## start

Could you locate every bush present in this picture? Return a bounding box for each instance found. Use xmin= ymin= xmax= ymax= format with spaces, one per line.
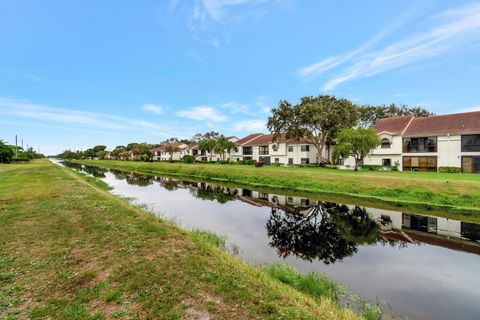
xmin=438 ymin=167 xmax=462 ymax=173
xmin=182 ymin=154 xmax=195 ymax=163
xmin=359 ymin=164 xmax=398 ymax=171
xmin=237 ymin=160 xmax=255 ymax=166
xmin=323 ymin=164 xmax=338 ymax=169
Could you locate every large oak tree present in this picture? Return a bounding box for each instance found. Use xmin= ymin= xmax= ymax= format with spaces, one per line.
xmin=267 ymin=95 xmax=358 ymax=163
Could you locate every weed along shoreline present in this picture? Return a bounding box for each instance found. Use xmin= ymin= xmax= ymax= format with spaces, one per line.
xmin=0 ymin=160 xmax=369 ymax=319
xmin=72 ymin=160 xmax=480 ymax=221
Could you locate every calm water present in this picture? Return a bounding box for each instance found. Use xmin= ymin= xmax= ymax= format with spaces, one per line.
xmin=62 ymin=165 xmax=480 ymax=319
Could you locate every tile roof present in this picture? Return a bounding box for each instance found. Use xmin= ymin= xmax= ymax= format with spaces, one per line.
xmin=373 ymin=111 xmax=480 ymax=136
xmin=373 ymin=116 xmax=413 ymax=134
xmin=235 ymin=133 xmax=262 ymax=145
xmin=404 ymin=111 xmax=480 ymax=136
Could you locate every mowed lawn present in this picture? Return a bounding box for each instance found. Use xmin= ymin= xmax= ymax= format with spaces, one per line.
xmin=79 ymin=160 xmax=480 ymax=213
xmin=0 ymin=160 xmax=357 ymax=320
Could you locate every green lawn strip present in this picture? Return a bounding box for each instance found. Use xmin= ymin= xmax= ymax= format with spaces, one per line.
xmin=76 ymin=160 xmax=480 ymax=217
xmin=0 ymin=160 xmax=358 ymax=319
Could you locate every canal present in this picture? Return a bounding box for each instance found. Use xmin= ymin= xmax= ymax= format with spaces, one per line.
xmin=60 ymin=163 xmax=480 ymax=319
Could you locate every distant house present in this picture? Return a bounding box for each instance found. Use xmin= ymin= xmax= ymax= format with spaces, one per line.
xmin=231 ymin=133 xmax=328 ymax=165
xmin=152 ymin=142 xmax=189 ymax=161
xmin=189 ymin=136 xmax=238 ymax=161
xmin=345 ymin=111 xmax=480 ymax=173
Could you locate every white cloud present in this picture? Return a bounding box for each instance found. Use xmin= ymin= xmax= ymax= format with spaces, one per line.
xmin=233 ymin=120 xmax=267 ymax=132
xmin=221 ymin=101 xmax=252 ymax=114
xmin=299 ymin=4 xmax=480 ymax=91
xmin=142 ymin=103 xmax=165 ymax=114
xmin=177 ymin=106 xmax=227 ymax=122
xmin=458 ymin=106 xmax=480 ymax=112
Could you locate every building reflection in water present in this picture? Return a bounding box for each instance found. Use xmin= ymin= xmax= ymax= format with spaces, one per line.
xmin=62 ymin=163 xmax=480 ymax=264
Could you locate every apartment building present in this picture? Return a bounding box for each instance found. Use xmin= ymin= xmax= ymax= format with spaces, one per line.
xmin=152 ymin=142 xmax=190 ymax=161
xmin=230 ymin=133 xmax=328 ymax=165
xmin=345 ymin=111 xmax=480 ymax=173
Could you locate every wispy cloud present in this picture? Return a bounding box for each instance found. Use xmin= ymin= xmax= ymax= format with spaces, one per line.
xmin=177 ymin=106 xmax=227 ymax=122
xmin=142 ymin=103 xmax=165 ymax=114
xmin=0 ymin=97 xmax=176 ymax=136
xmin=176 ymin=0 xmax=293 ymax=48
xmin=298 ymin=13 xmax=410 ymax=80
xmin=233 ymin=120 xmax=266 ymax=132
xmin=299 ymin=4 xmax=480 ymax=91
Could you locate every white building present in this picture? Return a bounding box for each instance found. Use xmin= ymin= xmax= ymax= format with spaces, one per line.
xmin=189 ymin=136 xmax=238 ymax=161
xmin=230 ymin=133 xmax=328 ymax=165
xmin=345 ymin=111 xmax=480 ymax=173
xmin=152 ymin=142 xmax=190 ymax=161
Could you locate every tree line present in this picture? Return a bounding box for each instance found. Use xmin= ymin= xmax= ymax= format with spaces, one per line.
xmin=267 ymin=95 xmax=432 ymax=170
xmin=54 ymin=95 xmax=432 ymax=170
xmin=0 ymin=140 xmax=45 ymax=163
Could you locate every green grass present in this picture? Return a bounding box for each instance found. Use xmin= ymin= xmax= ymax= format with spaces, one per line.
xmin=74 ymin=160 xmax=480 ymax=216
xmin=0 ymin=161 xmax=359 ymax=320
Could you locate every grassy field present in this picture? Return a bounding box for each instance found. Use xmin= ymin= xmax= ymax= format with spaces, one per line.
xmin=74 ymin=160 xmax=480 ymax=216
xmin=0 ymin=160 xmax=358 ymax=320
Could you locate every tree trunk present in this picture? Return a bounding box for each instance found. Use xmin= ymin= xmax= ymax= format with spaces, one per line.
xmin=353 ymin=158 xmax=362 ymax=171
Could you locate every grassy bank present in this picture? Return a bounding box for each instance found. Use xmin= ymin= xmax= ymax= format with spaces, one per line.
xmin=0 ymin=161 xmax=357 ymax=319
xmin=74 ymin=160 xmax=480 ymax=216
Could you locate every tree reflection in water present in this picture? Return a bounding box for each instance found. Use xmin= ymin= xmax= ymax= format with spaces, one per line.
xmin=191 ymin=184 xmax=237 ymax=204
xmin=266 ymin=202 xmax=379 ymax=264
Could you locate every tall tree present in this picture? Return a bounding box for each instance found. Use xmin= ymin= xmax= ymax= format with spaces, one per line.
xmin=358 ymin=103 xmax=433 ymax=128
xmin=333 ymin=127 xmax=380 ymax=171
xmin=198 ymin=138 xmax=216 ymax=161
xmin=0 ymin=140 xmax=15 ymax=163
xmin=165 ymin=143 xmax=179 ymax=161
xmin=213 ymin=136 xmax=235 ymax=160
xmin=267 ymin=95 xmax=358 ymax=163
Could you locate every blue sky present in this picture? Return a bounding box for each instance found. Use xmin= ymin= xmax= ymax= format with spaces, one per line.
xmin=0 ymin=0 xmax=480 ymax=154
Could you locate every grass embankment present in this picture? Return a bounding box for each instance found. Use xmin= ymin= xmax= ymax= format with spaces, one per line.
xmin=77 ymin=160 xmax=480 ymax=216
xmin=0 ymin=160 xmax=357 ymax=320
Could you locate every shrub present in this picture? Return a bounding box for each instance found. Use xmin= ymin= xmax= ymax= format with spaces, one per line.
xmin=182 ymin=154 xmax=195 ymax=163
xmin=360 ymin=164 xmax=398 ymax=171
xmin=438 ymin=167 xmax=462 ymax=173
xmin=237 ymin=160 xmax=255 ymax=166
xmin=323 ymin=164 xmax=338 ymax=169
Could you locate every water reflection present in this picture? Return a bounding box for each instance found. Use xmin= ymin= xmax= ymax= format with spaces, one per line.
xmin=62 ymin=165 xmax=480 ymax=319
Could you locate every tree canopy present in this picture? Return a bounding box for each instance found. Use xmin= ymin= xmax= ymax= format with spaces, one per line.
xmin=333 ymin=127 xmax=380 ymax=171
xmin=267 ymin=95 xmax=358 ymax=163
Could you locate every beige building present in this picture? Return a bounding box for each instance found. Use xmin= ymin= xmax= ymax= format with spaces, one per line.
xmin=230 ymin=133 xmax=328 ymax=165
xmin=344 ymin=111 xmax=480 ymax=173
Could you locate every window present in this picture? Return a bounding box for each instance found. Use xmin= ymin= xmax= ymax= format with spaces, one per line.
xmin=258 ymin=146 xmax=268 ymax=155
xmin=403 ymin=137 xmax=437 ymax=153
xmin=462 ymin=134 xmax=480 ymax=152
xmin=243 ymin=147 xmax=253 ymax=155
xmin=381 ymin=138 xmax=391 ymax=149
xmin=258 ymin=157 xmax=270 ymax=165
xmin=403 ymin=157 xmax=437 ymax=171
xmin=258 ymin=192 xmax=268 ymax=200
xmin=300 ymin=199 xmax=310 ymax=206
xmin=462 ymin=156 xmax=480 ymax=173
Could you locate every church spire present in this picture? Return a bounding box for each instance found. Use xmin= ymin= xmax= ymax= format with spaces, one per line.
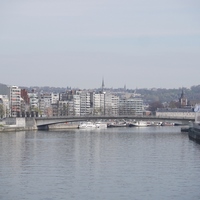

## end

Reproduce the data above without alteration, from its first line through the line containing "xmin=404 ymin=111 xmax=480 ymax=136", with both ends included. Omit the pictures from your output.

Could you locate every bush present in this picture? Return a bounding box for each instance found. Use xmin= ymin= xmax= ymax= format with spaces, one per line.
xmin=438 ymin=167 xmax=462 ymax=173
xmin=182 ymin=154 xmax=195 ymax=163
xmin=359 ymin=164 xmax=398 ymax=171
xmin=237 ymin=160 xmax=255 ymax=166
xmin=323 ymin=164 xmax=338 ymax=169
Could you locate every large oak tree present in this picture? Return a bounding box for each instance found. Use xmin= ymin= xmax= ymax= format with spaces, one per line.
xmin=267 ymin=95 xmax=358 ymax=163
Could you locate every weed along shoreline present in this picture? Return a bounding box for each instance found. Use xmin= ymin= xmax= ymax= format with spaces, one per line.
xmin=0 ymin=160 xmax=369 ymax=319
xmin=72 ymin=160 xmax=480 ymax=221
Could you locate every calm water present in this picture? Return a bounding box for each instance found. Use xmin= ymin= xmax= ymax= format with spaces, one per line.
xmin=62 ymin=165 xmax=480 ymax=319
Could you locate every tile roof present in this picture? Return a bounding box for each instance found. Use xmin= ymin= xmax= ymax= format with spaces, one per line.
xmin=373 ymin=111 xmax=480 ymax=136
xmin=373 ymin=116 xmax=413 ymax=134
xmin=235 ymin=133 xmax=262 ymax=145
xmin=404 ymin=111 xmax=480 ymax=136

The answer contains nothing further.